Polémique, mésentente, confusion, conflits, violences politiques ayant entrainé des dégâts matériels et des morts. Tel était le triste spectacle qui a émaillé les élections communales et le choix des maires en 2019 à Conakry. Trois ans après ces élections controversées, qu’est-ce que ces élus locaux ont-ils fait concrètement dans leurs communes ? A quoi ressemblent les communes de la capitale guinéenne aujourd’hui ?  Dans ce dossier qui suit, Guinéenews vous apporte quelques éléments de réponse.

Conakry présente aujourd’hui un visage peu reluisant. Elle ressemble à tout sauf à une capitale. Cet avis est largement partagé dans l’opinion à Conakry et même ceux qui y mettent pieds pour la première fois. La plus grande ville de la Guinée qui s’étend sur une superficie de près 450Km² avec ses trois millions d’habitants, connait un désordre et croupit sous le poids de l’insalubrité. Les cinq communes exceptée une seule, connaissent les mêmes réalités. Véritable poumon économique, Conakry qui abrite l’essentiel des entreprises de tous les secteurs d’activités, a du mal à se défaire du désordre et de l’anarchie.

Tous les lampadaires publics sont éteints, les caniveaux bouchés, remplis de déchets, les emprises publiques sauvagement occupés, les carcasses de véhicules abandonnés aux abords des grandes artères, occupation anarchique des voies publiques par les commerçants ambulants, manque de toilettes dans des marchés, aucun parking pour stationner les véhicules et faire des courses etc. Conakry, autrefois ville verte, est aujourd’hui devenue ville sèche avec des arbres centenaires sans feuillage. Et pourtant, que de promesses faites lors des campagnes des élections communales !

 Kaloum, Matam, Dixinn et Ratoma : les populations déçues de leurs Maires 

                               Mairie de Kaloum

Le cas de Kaloum, centre administratif et des affaires du pays, est le plus frappant. Cette commune qui abrite les trois Palais (Sékhoutoureya, le Palais des Nations et le Palais du Peuple), le port autonome, les départements ministériels, les sièges des banques, les plus grands hôtels implantés dans le pays, n’a pas fière allure. Elle ressemble à un gros village abandonné. Un vrai taudis qui héberge les populations les plus démunies.

→ Extraits des lignes:

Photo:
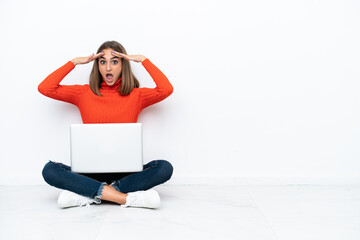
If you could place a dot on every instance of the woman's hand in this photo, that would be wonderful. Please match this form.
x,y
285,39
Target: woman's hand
x,y
84,60
135,58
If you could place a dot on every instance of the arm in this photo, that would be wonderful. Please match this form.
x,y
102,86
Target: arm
x,y
51,87
163,89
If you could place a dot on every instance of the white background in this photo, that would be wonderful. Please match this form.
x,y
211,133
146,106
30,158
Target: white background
x,y
264,91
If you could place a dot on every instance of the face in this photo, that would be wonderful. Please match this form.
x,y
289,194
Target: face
x,y
109,67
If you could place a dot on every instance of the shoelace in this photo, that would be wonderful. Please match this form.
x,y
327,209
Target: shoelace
x,y
84,201
133,201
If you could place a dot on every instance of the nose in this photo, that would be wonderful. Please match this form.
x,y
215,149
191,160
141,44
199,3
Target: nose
x,y
108,66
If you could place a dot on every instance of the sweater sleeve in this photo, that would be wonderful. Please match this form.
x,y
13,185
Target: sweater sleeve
x,y
163,89
50,86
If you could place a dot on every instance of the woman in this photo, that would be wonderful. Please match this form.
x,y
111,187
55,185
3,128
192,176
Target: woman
x,y
112,96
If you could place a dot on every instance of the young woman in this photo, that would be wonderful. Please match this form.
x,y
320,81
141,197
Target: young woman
x,y
112,96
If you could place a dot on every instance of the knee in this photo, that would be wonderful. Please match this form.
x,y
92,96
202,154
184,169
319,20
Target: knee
x,y
165,170
49,173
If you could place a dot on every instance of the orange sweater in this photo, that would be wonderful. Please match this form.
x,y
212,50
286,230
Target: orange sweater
x,y
111,107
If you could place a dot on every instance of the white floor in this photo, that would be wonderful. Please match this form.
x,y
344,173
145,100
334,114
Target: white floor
x,y
189,212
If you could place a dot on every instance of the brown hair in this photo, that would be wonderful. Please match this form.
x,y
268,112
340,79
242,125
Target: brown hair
x,y
128,80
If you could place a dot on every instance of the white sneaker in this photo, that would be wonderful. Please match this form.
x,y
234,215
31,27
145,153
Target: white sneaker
x,y
145,199
69,199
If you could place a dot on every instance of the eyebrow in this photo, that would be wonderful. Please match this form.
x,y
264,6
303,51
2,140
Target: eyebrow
x,y
110,58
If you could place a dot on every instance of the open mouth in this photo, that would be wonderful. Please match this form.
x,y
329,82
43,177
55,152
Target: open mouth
x,y
109,77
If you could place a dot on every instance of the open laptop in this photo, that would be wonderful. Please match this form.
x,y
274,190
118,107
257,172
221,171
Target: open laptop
x,y
106,148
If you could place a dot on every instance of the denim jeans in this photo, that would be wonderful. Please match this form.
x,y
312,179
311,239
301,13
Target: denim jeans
x,y
91,185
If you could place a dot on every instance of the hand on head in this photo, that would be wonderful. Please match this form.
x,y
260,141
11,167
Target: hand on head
x,y
135,58
84,60
92,57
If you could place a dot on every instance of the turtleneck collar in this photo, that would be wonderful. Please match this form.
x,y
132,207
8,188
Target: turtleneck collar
x,y
114,87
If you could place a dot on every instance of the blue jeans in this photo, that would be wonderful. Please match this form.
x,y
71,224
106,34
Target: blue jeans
x,y
59,175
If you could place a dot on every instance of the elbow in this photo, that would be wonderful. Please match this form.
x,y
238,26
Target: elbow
x,y
170,90
41,89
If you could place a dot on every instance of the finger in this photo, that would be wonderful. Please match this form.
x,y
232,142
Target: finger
x,y
102,53
120,55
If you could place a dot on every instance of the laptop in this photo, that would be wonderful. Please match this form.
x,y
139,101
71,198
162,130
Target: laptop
x,y
106,148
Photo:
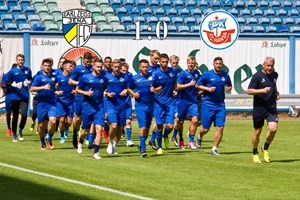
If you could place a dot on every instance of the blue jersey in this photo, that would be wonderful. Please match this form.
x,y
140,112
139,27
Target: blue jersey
x,y
47,96
189,94
142,85
98,84
67,98
167,80
117,84
19,75
211,79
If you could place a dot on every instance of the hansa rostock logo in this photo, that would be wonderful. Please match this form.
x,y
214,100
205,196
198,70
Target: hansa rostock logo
x,y
77,26
219,30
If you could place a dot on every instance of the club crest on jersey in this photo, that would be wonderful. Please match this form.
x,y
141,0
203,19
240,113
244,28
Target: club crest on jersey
x,y
77,26
219,30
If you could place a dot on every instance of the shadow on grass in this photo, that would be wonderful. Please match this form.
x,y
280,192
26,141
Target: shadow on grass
x,y
12,188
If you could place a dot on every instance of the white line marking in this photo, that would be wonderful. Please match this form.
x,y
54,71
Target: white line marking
x,y
76,182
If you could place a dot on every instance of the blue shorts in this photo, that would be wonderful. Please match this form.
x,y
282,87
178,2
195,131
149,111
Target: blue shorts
x,y
144,117
216,115
116,116
8,104
164,114
184,109
45,111
92,115
65,110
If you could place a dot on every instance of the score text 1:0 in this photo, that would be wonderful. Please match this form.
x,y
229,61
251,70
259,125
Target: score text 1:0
x,y
149,28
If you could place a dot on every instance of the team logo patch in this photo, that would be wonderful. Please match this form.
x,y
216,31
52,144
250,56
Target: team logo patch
x,y
77,26
219,30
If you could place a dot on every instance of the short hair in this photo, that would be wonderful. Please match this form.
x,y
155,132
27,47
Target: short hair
x,y
218,58
143,61
87,55
164,55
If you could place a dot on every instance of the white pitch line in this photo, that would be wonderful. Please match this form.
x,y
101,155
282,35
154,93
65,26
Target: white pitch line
x,y
76,182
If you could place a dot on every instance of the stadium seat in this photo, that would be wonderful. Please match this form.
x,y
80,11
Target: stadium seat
x,y
153,4
250,5
160,12
115,4
178,4
139,18
24,27
51,27
118,28
245,13
184,13
239,5
190,4
126,20
146,12
271,29
177,21
288,22
105,28
263,5
165,4
276,22
258,29
152,21
269,13
246,29
196,13
293,13
121,12
202,4
183,29
141,4
295,29
38,27
264,22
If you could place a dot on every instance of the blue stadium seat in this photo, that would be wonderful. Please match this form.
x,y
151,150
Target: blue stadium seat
x,y
139,18
160,12
293,13
274,5
141,4
196,13
183,29
38,27
178,4
202,4
246,29
183,13
153,4
288,22
271,29
190,4
264,22
281,13
269,13
121,12
239,5
245,13
177,21
190,21
258,29
146,12
250,5
263,5
276,22
152,21
227,5
295,29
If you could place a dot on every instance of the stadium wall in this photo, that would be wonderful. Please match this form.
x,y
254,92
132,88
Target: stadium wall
x,y
241,60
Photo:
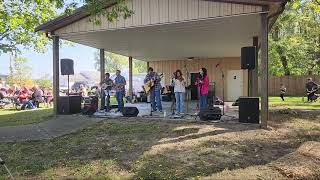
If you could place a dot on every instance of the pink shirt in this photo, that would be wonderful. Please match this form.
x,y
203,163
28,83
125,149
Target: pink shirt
x,y
203,88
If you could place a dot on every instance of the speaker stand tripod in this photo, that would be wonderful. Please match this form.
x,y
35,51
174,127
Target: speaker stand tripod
x,y
6,168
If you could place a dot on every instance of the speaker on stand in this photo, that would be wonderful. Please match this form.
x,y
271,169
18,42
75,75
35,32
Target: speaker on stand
x,y
248,106
68,104
67,69
248,61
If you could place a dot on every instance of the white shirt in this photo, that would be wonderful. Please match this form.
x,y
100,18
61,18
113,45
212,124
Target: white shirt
x,y
179,86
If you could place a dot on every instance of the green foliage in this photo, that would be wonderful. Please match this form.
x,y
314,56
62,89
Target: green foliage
x,y
19,18
295,40
20,73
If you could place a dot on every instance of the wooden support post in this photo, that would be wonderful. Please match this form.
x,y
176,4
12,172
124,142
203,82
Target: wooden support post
x,y
102,65
264,71
130,78
254,80
56,89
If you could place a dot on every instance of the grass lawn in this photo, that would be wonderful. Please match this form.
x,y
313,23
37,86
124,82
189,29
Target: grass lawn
x,y
13,117
293,103
158,149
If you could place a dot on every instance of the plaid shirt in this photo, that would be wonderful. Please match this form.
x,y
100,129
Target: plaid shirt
x,y
153,76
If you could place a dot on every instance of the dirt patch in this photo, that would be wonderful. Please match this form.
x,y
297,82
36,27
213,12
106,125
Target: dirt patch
x,y
301,164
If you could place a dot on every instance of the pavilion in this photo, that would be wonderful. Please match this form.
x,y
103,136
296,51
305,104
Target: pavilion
x,y
179,34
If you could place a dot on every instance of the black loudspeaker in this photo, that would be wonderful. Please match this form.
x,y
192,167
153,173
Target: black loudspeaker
x,y
209,114
69,105
248,57
249,110
130,112
63,107
66,67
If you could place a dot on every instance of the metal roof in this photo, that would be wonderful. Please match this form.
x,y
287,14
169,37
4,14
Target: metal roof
x,y
81,13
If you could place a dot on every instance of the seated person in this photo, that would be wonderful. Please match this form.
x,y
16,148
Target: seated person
x,y
24,98
83,91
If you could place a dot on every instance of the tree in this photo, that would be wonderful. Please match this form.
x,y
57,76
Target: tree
x,y
20,73
295,40
114,61
19,18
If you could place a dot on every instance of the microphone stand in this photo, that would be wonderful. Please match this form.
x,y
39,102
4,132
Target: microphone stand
x,y
222,78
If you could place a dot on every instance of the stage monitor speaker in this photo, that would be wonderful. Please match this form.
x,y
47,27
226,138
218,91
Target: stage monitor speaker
x,y
66,67
249,110
69,104
248,57
75,104
130,112
209,114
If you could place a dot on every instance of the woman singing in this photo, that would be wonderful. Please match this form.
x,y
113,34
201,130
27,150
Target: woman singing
x,y
203,88
179,84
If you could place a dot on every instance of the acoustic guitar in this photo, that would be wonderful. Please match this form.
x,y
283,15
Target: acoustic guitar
x,y
150,84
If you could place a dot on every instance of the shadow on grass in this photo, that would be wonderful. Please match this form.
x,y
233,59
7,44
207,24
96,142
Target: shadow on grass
x,y
146,150
12,117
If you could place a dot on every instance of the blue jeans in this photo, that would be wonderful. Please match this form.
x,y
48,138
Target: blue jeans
x,y
156,98
103,100
203,101
119,97
27,104
179,102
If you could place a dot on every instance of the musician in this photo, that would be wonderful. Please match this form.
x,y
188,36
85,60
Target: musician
x,y
106,87
283,91
203,88
311,88
155,93
83,91
179,84
120,83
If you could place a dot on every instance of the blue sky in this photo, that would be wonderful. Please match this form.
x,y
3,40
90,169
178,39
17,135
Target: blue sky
x,y
41,64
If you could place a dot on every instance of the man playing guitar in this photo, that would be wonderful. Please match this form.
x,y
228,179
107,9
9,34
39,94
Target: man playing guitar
x,y
106,87
155,93
119,84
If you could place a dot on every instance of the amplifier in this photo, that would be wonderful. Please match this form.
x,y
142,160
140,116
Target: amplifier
x,y
249,110
69,104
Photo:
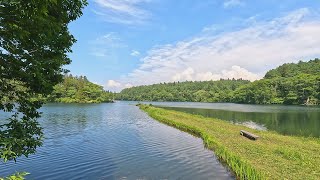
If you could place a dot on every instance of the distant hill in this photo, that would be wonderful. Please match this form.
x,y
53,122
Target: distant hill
x,y
291,69
75,89
288,84
205,91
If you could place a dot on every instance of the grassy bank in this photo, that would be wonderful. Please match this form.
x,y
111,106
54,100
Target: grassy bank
x,y
273,156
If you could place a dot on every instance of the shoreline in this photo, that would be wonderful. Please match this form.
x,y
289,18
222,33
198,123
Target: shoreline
x,y
273,156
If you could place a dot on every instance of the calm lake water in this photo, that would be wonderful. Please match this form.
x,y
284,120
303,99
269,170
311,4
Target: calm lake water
x,y
288,120
114,141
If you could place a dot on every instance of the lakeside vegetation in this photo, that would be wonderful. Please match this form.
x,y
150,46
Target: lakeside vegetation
x,y
291,84
273,156
206,91
76,89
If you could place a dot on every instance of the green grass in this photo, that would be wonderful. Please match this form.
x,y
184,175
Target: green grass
x,y
273,156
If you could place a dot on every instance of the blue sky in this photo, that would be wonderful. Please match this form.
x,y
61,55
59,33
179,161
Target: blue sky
x,y
124,43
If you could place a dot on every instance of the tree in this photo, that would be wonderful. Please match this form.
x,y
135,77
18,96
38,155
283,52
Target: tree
x,y
34,42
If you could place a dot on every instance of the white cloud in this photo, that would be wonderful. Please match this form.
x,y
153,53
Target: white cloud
x,y
235,72
135,53
247,53
122,11
106,44
113,84
232,3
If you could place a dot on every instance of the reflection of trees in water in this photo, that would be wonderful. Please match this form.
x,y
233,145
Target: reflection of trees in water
x,y
287,122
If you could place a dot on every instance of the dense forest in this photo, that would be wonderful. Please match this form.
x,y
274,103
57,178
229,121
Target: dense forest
x,y
288,84
206,91
75,89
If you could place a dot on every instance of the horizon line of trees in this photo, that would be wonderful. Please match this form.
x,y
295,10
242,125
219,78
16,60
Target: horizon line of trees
x,y
78,89
290,83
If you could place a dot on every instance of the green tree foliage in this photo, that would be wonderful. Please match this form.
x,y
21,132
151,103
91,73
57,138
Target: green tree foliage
x,y
206,91
34,41
79,90
288,84
292,69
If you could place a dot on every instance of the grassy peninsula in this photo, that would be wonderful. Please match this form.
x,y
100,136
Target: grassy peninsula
x,y
273,156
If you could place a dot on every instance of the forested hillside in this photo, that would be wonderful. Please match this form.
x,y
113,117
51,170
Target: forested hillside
x,y
75,89
206,91
288,84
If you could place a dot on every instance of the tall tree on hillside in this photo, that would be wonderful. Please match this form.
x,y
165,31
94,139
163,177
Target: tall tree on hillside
x,y
34,42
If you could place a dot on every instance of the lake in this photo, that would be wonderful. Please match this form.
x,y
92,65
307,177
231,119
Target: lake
x,y
287,120
114,141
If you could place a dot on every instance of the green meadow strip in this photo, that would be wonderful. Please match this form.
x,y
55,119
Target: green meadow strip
x,y
273,156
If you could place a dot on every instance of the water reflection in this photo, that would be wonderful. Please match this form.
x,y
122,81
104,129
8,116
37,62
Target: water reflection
x,y
300,122
114,141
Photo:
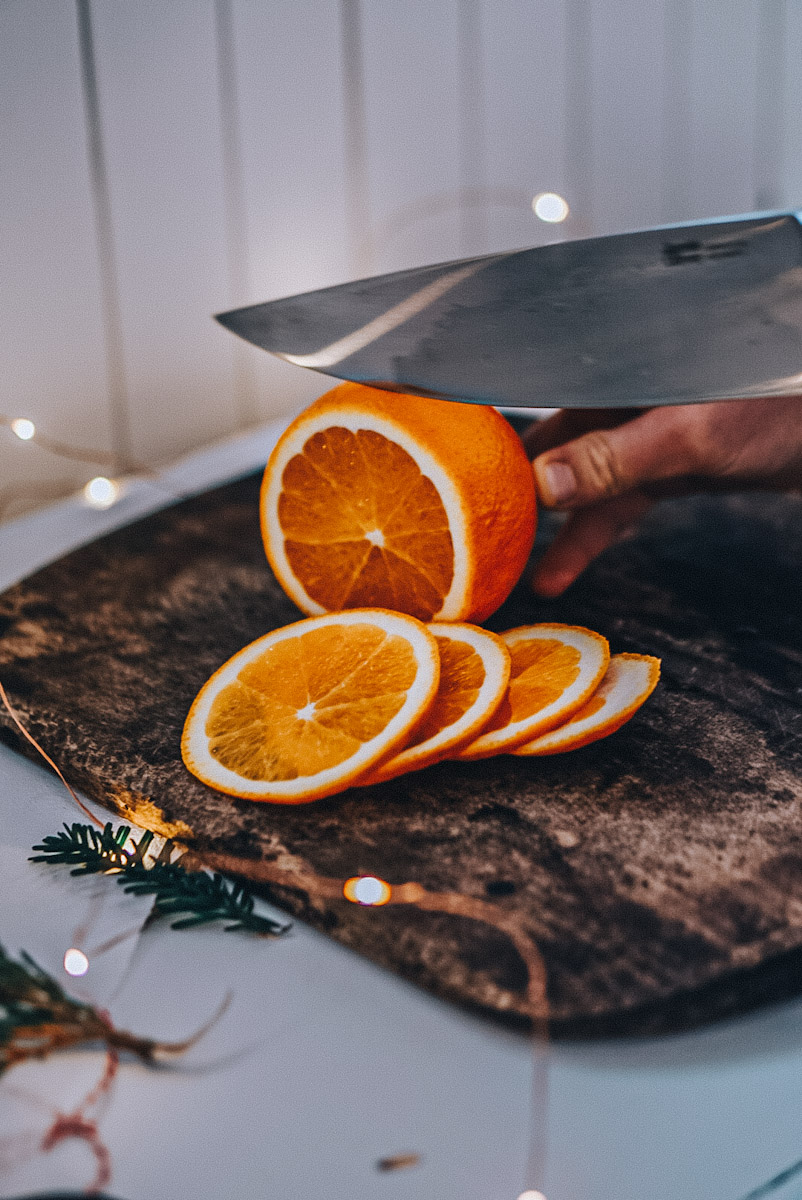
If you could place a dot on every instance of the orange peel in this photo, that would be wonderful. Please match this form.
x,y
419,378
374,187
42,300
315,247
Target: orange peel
x,y
474,672
377,499
303,712
555,669
629,681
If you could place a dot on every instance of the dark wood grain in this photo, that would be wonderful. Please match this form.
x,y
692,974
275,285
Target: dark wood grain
x,y
659,871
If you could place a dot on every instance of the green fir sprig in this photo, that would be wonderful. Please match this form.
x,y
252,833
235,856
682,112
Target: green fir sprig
x,y
204,897
37,1018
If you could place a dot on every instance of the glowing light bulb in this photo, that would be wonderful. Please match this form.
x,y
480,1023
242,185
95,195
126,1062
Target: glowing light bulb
x,y
76,961
101,492
24,429
366,889
550,207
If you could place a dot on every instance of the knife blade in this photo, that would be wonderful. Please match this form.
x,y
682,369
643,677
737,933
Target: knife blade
x,y
670,316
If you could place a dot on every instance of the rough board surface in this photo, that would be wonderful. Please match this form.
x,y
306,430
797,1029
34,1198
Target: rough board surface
x,y
658,871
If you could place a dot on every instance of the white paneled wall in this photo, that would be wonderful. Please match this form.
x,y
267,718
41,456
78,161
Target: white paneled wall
x,y
161,161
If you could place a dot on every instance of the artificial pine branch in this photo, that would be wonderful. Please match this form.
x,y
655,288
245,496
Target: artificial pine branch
x,y
37,1017
204,897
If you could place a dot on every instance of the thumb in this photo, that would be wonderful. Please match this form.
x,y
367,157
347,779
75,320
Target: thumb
x,y
606,462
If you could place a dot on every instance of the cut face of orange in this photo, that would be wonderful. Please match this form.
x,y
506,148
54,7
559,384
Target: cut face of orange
x,y
555,669
629,681
424,507
305,711
473,676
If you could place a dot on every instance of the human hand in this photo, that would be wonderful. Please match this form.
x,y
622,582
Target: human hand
x,y
606,467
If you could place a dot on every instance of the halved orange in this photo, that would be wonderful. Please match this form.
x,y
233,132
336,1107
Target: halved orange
x,y
474,670
372,498
629,681
555,669
304,711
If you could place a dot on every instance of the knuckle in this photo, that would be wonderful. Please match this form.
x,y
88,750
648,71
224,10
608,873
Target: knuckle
x,y
602,471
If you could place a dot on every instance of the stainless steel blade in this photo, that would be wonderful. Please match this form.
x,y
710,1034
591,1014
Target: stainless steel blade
x,y
670,316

→ Énoncé de la tâche: Poursuivez, s'il vous plaît, le texte sur les communes de Conakry en reprenant juste après sa dernière phrase.

→ Production de l'exercice:
Ainsi, après l’élection de Dame Aminata Touré, tout le monde s’est mis à rêver de voir rayonner cette commune phare du pays. Entrepreneur et femme d’affaires reconnue, la fille du défunt président de la République, Ahmed Sékou Touré, a été accueillie à Kaloum comme un sauveur qui venait au secours d’une commune abritant essentiellement des populations démunies vivant dans la précarité et l’insalubrité. Pour les habitants de cette vieille commune, la nouvelle Mairesse ferait mieux que ses prédécesseurs.

Et il y a de quoi ! Pendant la campagne n’a-t-elle pas promis de construire un nouveau marché de haut standing ? N’a-t-elle pas promis de nouveaux débarcadères aux pêcheurs et mareyeuses des quartiers de Boulbinet et de Temenetaye ainsi que de l’emploi aux jeunes désœuvrés de Kaloum ?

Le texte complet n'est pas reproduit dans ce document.